- _Source excerpt_:
## Start
GAZA, Gaza Strip (AP) — Israeli troops shot and killed a Palestinian man in Gaza as thousands took part Friday in a protest along the border, fueled by Hamas’ rejection of Qatar cash after what the militant group described as Israeli “blackmail” and delays in transferring the funds.
The $15 million would have been used to pay civil servants in the Hamas-ruled strip but the militant group on Thursday declined to accept the funds. In turn, Qatar said Friday it was redirecting the money to U.N. humanitarian projects in Gaza.
Hamas also vowed to escalate the weekly demonstrations, which it has organized since last March to highlight the strip’s dire economic conditions, exacerbated by more than a decade of Israeli-Egyptian blockade.
Hamas opposes Israel’s existence; Israel says the blockade is needed to prevent Hamas from arming its fighters.
The Hamas-run health ministry said Ehab Abed, 25, was critically shot on Friday in the chest along the fence east of the town of Rafah in southern Gaza Strip and died soon afterward. At least 22 other Palestinians were wounded by gunfire, including 14 minors, at several locations along the fence, it said.
## End
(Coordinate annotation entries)
## Start
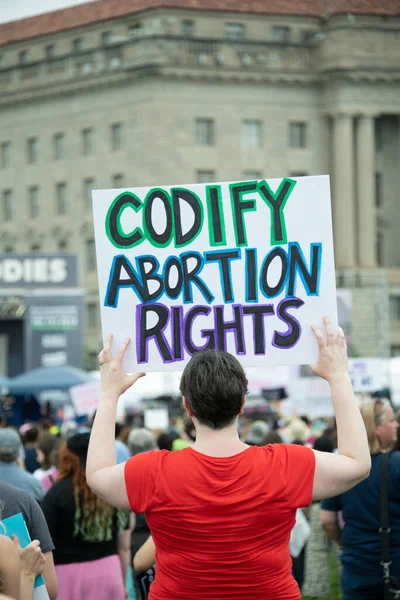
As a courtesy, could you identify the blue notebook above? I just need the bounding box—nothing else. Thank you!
[2,513,49,600]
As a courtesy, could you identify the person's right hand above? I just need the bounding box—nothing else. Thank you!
[311,317,349,383]
[13,535,46,577]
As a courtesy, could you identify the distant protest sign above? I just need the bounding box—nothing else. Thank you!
[93,176,337,371]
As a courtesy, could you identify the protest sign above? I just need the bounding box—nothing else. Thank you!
[349,358,389,393]
[2,513,49,600]
[69,381,100,417]
[93,176,337,371]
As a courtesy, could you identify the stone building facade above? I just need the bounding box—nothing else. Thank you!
[0,0,400,364]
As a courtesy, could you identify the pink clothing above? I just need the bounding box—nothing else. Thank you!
[56,555,125,600]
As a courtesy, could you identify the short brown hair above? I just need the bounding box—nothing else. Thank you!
[360,399,391,454]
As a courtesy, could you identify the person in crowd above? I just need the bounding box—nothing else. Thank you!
[20,424,40,473]
[87,319,371,600]
[0,480,58,600]
[128,428,156,456]
[115,423,131,464]
[128,429,159,600]
[321,399,400,600]
[43,434,131,600]
[302,435,334,598]
[33,433,58,492]
[0,427,44,502]
[265,431,283,445]
[245,421,270,446]
[0,534,46,600]
[157,433,172,452]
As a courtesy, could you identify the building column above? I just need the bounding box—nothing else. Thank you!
[333,114,356,268]
[356,115,376,267]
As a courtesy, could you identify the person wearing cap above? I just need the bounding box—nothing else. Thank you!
[86,319,371,600]
[42,433,131,600]
[0,480,58,600]
[0,427,44,502]
[245,421,269,446]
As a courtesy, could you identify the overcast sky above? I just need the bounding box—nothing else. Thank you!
[0,0,96,23]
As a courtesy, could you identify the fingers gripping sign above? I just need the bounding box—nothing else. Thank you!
[311,317,348,383]
[99,333,146,399]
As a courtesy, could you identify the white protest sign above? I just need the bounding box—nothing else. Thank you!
[93,176,337,371]
[69,381,100,417]
[143,408,169,430]
[282,377,335,419]
[349,358,388,393]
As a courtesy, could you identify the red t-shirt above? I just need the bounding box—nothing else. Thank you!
[125,444,315,600]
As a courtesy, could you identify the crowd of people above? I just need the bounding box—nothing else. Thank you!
[0,323,400,600]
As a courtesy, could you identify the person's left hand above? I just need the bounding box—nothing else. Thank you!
[99,333,146,399]
[12,535,46,577]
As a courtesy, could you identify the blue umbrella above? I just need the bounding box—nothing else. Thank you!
[7,366,93,395]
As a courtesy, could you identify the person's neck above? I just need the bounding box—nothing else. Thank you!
[193,421,249,458]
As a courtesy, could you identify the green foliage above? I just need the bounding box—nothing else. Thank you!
[303,553,342,600]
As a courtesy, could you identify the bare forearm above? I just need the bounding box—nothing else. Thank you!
[331,376,371,468]
[323,523,342,546]
[119,548,131,584]
[20,571,35,600]
[86,393,118,485]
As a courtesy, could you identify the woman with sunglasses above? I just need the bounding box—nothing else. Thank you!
[321,400,400,600]
[86,319,371,600]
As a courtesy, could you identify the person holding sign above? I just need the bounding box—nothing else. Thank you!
[86,319,371,600]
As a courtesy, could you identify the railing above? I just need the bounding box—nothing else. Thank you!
[0,35,314,98]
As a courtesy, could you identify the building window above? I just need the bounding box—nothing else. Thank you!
[375,173,383,208]
[82,127,93,156]
[29,185,39,219]
[376,231,384,267]
[301,29,316,44]
[46,44,56,60]
[0,142,11,169]
[242,120,262,148]
[243,171,262,181]
[56,182,67,215]
[111,123,122,150]
[197,171,216,183]
[390,296,400,321]
[182,19,194,37]
[375,119,383,152]
[53,133,65,160]
[196,119,214,146]
[86,302,97,329]
[101,31,111,46]
[83,177,95,210]
[26,138,38,165]
[272,25,290,43]
[3,190,13,223]
[289,122,307,148]
[129,23,143,38]
[225,23,244,40]
[112,173,124,189]
[19,50,29,65]
[86,240,96,273]
[73,38,84,54]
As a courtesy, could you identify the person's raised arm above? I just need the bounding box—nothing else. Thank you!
[311,318,371,500]
[86,335,144,509]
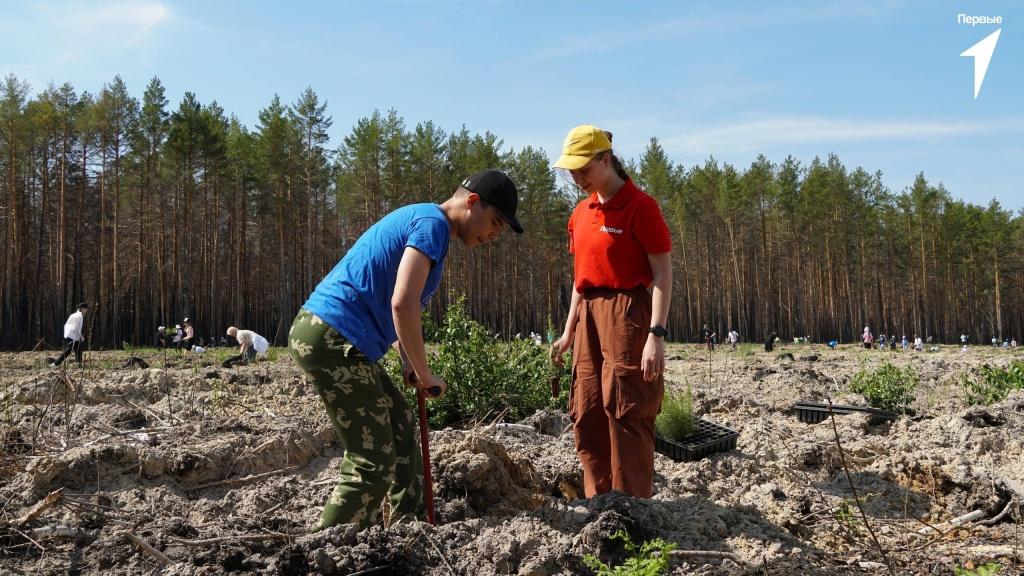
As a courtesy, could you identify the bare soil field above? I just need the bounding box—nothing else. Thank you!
[0,345,1024,576]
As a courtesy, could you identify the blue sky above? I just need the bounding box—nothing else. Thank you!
[0,0,1024,210]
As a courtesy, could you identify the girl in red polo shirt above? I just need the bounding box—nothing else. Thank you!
[551,125,672,498]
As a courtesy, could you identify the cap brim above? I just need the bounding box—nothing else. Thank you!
[498,210,522,234]
[555,154,593,170]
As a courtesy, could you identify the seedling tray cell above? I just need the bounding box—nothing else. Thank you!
[793,402,899,424]
[654,419,739,462]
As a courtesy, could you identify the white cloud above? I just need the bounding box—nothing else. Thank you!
[660,117,1024,156]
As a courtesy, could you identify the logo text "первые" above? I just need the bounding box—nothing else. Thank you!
[956,14,1002,27]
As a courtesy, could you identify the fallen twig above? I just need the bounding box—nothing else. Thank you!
[11,488,63,528]
[29,526,82,538]
[12,528,46,552]
[167,534,294,546]
[121,530,174,566]
[978,497,1018,526]
[918,510,985,536]
[416,523,457,576]
[655,550,749,568]
[188,466,299,491]
[827,397,896,576]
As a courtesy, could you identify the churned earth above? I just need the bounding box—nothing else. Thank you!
[0,345,1024,576]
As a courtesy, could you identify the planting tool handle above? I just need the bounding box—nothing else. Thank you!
[413,385,435,526]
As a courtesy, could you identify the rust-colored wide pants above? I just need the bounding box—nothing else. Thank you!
[569,286,665,498]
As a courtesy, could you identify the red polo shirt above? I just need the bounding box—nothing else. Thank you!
[569,180,672,291]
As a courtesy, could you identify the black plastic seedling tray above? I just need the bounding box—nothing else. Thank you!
[793,402,899,424]
[654,419,739,462]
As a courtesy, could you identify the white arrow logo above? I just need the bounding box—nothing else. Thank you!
[961,28,1002,99]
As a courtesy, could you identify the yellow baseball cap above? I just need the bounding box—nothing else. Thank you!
[555,124,611,170]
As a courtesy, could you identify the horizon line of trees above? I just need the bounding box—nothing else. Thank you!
[0,75,1024,349]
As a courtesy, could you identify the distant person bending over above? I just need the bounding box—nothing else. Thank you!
[181,318,196,352]
[50,302,89,368]
[700,324,718,352]
[171,324,185,352]
[224,326,270,368]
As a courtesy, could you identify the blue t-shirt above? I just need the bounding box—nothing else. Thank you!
[302,204,451,362]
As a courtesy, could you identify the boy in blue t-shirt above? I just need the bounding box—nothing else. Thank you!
[288,170,522,530]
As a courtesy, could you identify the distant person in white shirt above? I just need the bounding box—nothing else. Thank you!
[224,326,270,367]
[50,302,89,368]
[729,330,739,349]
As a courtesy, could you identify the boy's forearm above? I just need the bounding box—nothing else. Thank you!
[391,298,431,377]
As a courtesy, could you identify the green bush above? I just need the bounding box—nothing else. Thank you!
[654,384,694,442]
[386,297,569,427]
[850,362,920,411]
[583,530,676,576]
[953,562,1002,576]
[961,360,1024,406]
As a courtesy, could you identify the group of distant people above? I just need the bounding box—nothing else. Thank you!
[49,302,270,368]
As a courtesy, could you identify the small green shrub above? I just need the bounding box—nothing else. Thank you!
[583,530,676,576]
[961,360,1024,406]
[654,384,694,442]
[833,500,857,532]
[385,298,569,427]
[953,562,1002,576]
[850,362,920,411]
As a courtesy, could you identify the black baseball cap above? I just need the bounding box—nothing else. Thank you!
[462,170,522,234]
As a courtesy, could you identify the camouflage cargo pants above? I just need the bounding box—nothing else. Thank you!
[288,310,426,529]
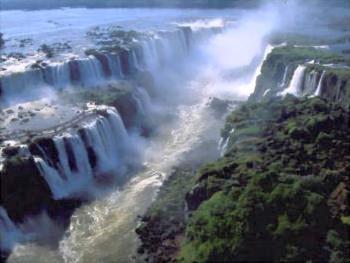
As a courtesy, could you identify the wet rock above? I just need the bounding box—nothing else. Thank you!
[2,146,19,158]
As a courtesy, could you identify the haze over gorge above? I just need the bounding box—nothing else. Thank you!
[0,0,350,263]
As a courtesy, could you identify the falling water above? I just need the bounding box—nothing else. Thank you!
[314,71,326,96]
[281,65,306,96]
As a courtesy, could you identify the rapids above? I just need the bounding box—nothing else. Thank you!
[0,5,274,263]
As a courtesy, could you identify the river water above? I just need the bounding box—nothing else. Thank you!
[1,9,273,263]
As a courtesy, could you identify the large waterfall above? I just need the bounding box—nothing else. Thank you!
[0,27,219,105]
[281,65,306,96]
[32,109,132,199]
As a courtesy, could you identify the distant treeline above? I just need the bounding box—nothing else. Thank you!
[0,0,261,9]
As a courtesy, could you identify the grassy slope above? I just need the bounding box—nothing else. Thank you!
[179,97,350,262]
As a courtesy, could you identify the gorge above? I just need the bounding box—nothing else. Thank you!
[0,1,350,262]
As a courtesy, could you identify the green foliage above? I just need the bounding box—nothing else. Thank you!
[178,96,350,262]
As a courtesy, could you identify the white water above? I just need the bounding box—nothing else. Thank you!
[280,65,289,88]
[1,5,280,263]
[314,71,326,96]
[281,65,306,96]
[35,109,131,199]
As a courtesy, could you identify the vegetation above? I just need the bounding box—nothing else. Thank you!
[138,95,350,262]
[136,168,195,262]
[250,46,350,106]
[179,96,350,262]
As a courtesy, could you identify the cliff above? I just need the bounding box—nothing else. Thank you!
[138,95,350,262]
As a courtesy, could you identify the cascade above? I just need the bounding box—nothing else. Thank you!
[34,109,129,199]
[279,65,289,88]
[0,26,221,104]
[0,206,23,254]
[281,65,306,96]
[303,70,318,94]
[314,71,326,96]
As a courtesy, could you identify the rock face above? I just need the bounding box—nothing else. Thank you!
[0,156,53,222]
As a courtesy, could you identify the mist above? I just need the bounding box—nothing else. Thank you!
[0,0,349,262]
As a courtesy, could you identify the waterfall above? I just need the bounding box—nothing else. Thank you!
[314,71,326,96]
[303,70,318,94]
[279,65,289,88]
[0,26,221,105]
[44,62,71,89]
[281,65,306,96]
[34,109,132,199]
[0,206,23,254]
[78,57,105,87]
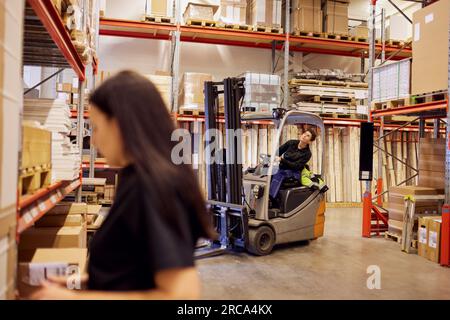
## End
- _Tasks to complete_:
a) Do these statements agree with the Gaza protest report: (i) Qatar said it was sending the money to U.N. humanitarian projects in Gaza; (ii) the $15 million was intended to pay Hamas fighters; (iii) Ehab Abed was shot near Rafah in the northern Gaza Strip? For each one, answer yes or no and quote the deciding words of the report.
b) Pick up the Gaza protest report after its last sentence and continue it.
The material has no connection to the Gaza protest report.

- _Expected outputs_:
a)
(i) Yes: "Qatar said Friday it was redirecting the money to U.N. humanitarian projects in Gaza."
(ii) No: "The $15 million would have been used to pay civil servants in the Hamas-ruled strip"
(iii) No: "along the fence east of the town of Rafah in southern Gaza Strip"

b)
The protesters burned tires and threw rocks and firebombs toward the heavily guarded fence. Along with live fire, Israeli forces also fired tear gas.
The violence came despite calls by Qatari mediator Mohammed al-Emadi for “a quiet day” along the border.
Israel approved on Thursday the delivery of the third installment of Qatari cash infusion but only after two weeks of postponement, prompting an embarrassed and cash-strapped Hamas to reject the funds.
Qatar had pledged a $90-million package to help Hamas pay long overdue wages for its civils servants for six months. Israel hopes the money would ease the deadly demonstrations.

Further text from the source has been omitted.